(Dataset content begins)
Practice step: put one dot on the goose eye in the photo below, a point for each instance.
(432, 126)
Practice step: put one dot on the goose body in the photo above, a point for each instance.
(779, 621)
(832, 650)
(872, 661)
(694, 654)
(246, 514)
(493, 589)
(Dataset content ends)
§ **How to complete this task**:
Each line from the one holding "Practice step: put one dot on the goose body" down to the end of the records above is to be repeated exactly; no other line belongs in the reply.

§ **Response to the exercise**:
Practice step: put one dot on the goose body in the photo above, a point for each instance.
(779, 621)
(832, 650)
(872, 661)
(694, 654)
(246, 514)
(493, 589)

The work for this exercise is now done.